• _Exercise details_:
Render every line of the entries below as a numbered list, omitting blank lines.

• _Records to use_:
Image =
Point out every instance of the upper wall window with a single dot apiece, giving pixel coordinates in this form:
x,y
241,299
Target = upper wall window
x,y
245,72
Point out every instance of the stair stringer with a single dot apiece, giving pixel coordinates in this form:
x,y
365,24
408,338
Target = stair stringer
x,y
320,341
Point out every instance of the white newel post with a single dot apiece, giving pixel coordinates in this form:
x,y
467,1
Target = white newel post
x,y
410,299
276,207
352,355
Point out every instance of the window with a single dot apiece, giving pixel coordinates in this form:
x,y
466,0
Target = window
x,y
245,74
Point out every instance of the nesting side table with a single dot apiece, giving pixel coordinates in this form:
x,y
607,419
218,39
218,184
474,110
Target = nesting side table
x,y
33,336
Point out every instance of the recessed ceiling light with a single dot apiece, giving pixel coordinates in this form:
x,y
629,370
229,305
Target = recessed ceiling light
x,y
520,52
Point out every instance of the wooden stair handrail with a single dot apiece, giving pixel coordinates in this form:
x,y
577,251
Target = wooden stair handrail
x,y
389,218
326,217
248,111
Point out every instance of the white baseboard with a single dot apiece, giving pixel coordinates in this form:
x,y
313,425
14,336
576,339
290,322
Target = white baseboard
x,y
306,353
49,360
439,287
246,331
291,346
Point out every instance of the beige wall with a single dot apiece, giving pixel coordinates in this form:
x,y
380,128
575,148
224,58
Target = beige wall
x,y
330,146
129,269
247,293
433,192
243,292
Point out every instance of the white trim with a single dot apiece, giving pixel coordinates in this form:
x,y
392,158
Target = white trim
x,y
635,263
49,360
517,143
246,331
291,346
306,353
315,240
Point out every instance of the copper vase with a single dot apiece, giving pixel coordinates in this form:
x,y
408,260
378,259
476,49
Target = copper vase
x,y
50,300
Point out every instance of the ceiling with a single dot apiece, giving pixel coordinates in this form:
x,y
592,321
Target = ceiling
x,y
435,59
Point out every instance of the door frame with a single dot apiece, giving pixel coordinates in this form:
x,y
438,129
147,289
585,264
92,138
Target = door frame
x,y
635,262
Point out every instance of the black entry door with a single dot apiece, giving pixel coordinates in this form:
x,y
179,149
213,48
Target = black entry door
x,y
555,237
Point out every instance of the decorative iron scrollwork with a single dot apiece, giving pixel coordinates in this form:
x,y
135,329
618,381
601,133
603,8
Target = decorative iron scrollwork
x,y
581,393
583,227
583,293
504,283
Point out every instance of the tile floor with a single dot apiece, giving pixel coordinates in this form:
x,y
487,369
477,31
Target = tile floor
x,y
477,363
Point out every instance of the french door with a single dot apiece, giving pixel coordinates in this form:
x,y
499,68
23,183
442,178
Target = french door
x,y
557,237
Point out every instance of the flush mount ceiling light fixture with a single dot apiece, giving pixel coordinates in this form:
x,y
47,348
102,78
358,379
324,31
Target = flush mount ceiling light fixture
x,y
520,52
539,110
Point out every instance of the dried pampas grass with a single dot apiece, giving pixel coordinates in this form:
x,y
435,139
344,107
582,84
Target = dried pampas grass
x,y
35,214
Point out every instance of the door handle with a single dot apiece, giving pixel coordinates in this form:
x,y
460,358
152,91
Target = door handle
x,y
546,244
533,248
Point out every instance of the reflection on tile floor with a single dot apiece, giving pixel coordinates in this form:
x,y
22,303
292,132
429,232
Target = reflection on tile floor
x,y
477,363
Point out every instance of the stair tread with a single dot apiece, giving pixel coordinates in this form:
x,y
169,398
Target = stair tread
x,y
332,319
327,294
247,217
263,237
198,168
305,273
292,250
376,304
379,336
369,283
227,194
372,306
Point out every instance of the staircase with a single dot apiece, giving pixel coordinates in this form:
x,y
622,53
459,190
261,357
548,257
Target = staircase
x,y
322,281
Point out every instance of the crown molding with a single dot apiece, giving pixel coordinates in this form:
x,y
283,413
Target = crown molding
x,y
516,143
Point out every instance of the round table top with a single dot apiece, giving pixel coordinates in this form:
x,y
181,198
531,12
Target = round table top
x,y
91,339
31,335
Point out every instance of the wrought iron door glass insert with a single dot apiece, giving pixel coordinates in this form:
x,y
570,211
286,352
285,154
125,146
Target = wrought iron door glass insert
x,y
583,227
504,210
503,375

• _Problem solution_:
1. Image =
2. Point out every instance of the upper wall window with a single dot apiece, giving pixel coordinates in this form:
3. x,y
4. 241,299
5. Target = upper wall window
6. x,y
7. 245,72
8. Point out every instance of the stair stringer with a single dot apiece, giving pixel coordinates in this form:
9. x,y
10. 365,24
11. 408,338
12. Target = stair stringer
13. x,y
14. 320,341
15. Point out every instance of the white newel post with a single dot apiece, giving pixel coordinates in this form:
16. x,y
17. 467,1
18. Target = white newel post
19. x,y
20. 410,299
21. 276,207
22. 352,355
23. Point out every instance of the window with a single dot apiece, giving pixel coordinates in this form:
24. x,y
25. 466,0
26. Target = window
27. x,y
28. 245,74
29. Point out every instance of the nesting side table with a single dot apiece, giving pixel coordinates in this form:
30. x,y
31. 607,419
32. 218,39
33. 218,184
34. 474,110
35. Target = nesting side table
36. x,y
37. 33,336
38. Point out every instance of the recessed ceiling light with a single dot apiece, giving pixel coordinates in this form:
39. x,y
40. 629,370
41. 229,305
42. Target = recessed ceiling light
43. x,y
44. 520,52
45. Point out every instance of the wooden stair handrail with a single dot apiece, giving pixel coordinates in this form:
46. x,y
47. 577,251
48. Target = wooden stair handrail
49. x,y
50. 389,218
51. 326,217
52. 248,111
53. Point out every instance of the white baseboard with a single dot apiece, giving pixel coordinates in this form:
54. x,y
55. 313,425
56. 14,336
57. 576,339
58. 290,322
59. Target = white baseboard
60. x,y
61. 306,353
62. 49,360
63. 439,287
64. 246,331
65. 291,346
66. Point out every instance of the beige wall with a single dot apiece, giving pixel coordinates in this form:
67. x,y
68. 380,128
69. 575,148
70. 224,58
71. Target = beige wall
72. x,y
73. 330,146
74. 129,269
75. 247,293
76. 433,192
77. 243,292
78. Point out every instance of the white trim with a single dot apiece, giving pixel coordinates in this form:
79. x,y
80. 392,158
81. Target = white trim
82. x,y
83. 635,263
84. 49,360
85. 517,143
86. 246,331
87. 291,346
88. 306,353
89. 315,240
90. Point out every instance of the copper vase with a single dot apiece, giving pixel coordinates in this form:
91. x,y
92. 408,260
93. 378,259
94. 476,49
95. Target = copper vase
96. x,y
97. 50,300
98. Point out every instance of the ceiling with a single dot apiece, giving pixel coordinates in this form:
99. x,y
100. 592,321
101. Target = ceiling
102. x,y
103. 435,59
104. Point out every instance of the door frame with a single dot apiece, giving pixel coordinates in this form:
105. x,y
106. 438,129
107. 147,289
108. 585,264
109. 92,138
110. Target = door frame
111. x,y
112. 635,262
113. Point out every instance of the black entry door with a single dot apiece, giving pixel coordinates in this form:
114. x,y
115. 179,149
116. 213,48
117. Target = black entry door
118. x,y
119. 555,237
120. Point out every instance of the decorative iron scrollwork with a single dot apiece, giving pixel coordinates in this form:
121. x,y
122. 135,329
123. 618,381
124. 601,133
125. 603,8
126. Target = decorative iron scrollwork
127. x,y
128. 581,393
129. 583,227
130. 583,293
131. 504,283
132. Point out every instance of the tile floor with a single dot apiece, giving pixel coordinates in this form:
133. x,y
134. 487,369
135. 477,31
136. Target = tile floor
137. x,y
138. 477,363
139. Point out every instance of the french door with a single dot apiece, giving pixel coordinates in this form:
140. x,y
141. 499,68
142. 23,183
143. 442,178
144. Target = french door
145. x,y
146. 557,237
147. Point out every instance of the flush mount ceiling light fixture with a single dot apiece, giving pixel coordinates in this form:
148. x,y
149. 47,348
150. 102,78
151. 358,379
152. 324,31
153. Target = flush mount ceiling light fixture
154. x,y
155. 520,52
156. 539,110
157. Point out every instance of the dried pampas grass with a single dot apiece, giving pixel coordinates in this form:
158. x,y
159. 435,139
160. 344,107
161. 582,84
162. Target = dried pampas grass
163. x,y
164. 35,214
165. Point out every instance of the door handle with a single dot apiece, giving pixel coordinates in this form:
166. x,y
167. 460,358
168. 152,91
169. Target = door handle
170. x,y
171. 546,244
172. 533,248
173. Point out every instance of the reflection on tile floor with a single dot apiece, giving pixel coordinates in this form:
174. x,y
175. 22,303
176. 292,132
177. 429,232
178. Target = reflection on tile floor
179. x,y
180. 477,363
181. Point out every instance of the stair tread with a single dot apiece, giving pixel coordinates in this form:
182. x,y
183. 169,398
184. Target = stair tread
185. x,y
186. 332,319
187. 327,294
188. 247,217
189. 263,237
190. 198,168
191. 305,273
192. 292,250
193. 376,304
194. 379,336
195. 369,283
196. 227,194
197. 372,306
198. Point out every instance of the staircase with a single dot apiece, giving pixel coordinates in this form:
199. x,y
200. 622,53
201. 459,190
202. 261,357
203. 548,257
204. Target = staircase
205. x,y
206. 322,281
207. Point out every instance of the crown molding with a single dot apiece, giving pixel coordinates in this form:
208. x,y
209. 283,413
210. Target = crown molding
211. x,y
212. 516,143
213. Point out every instance of the round table top with a single dot apiece, giving pixel coordinates in this form:
214. x,y
215. 181,198
216. 531,12
217. Target = round table top
218. x,y
219. 91,339
220. 31,335
221. Point out every instance of the wrought iron door glass insert with a single dot apiece, giving pixel coordinates in this form:
222. x,y
223. 570,211
224. 286,352
225. 285,154
226. 125,146
227. Target = wrought iron door glass insert
228. x,y
229. 583,227
230. 504,210
231. 503,375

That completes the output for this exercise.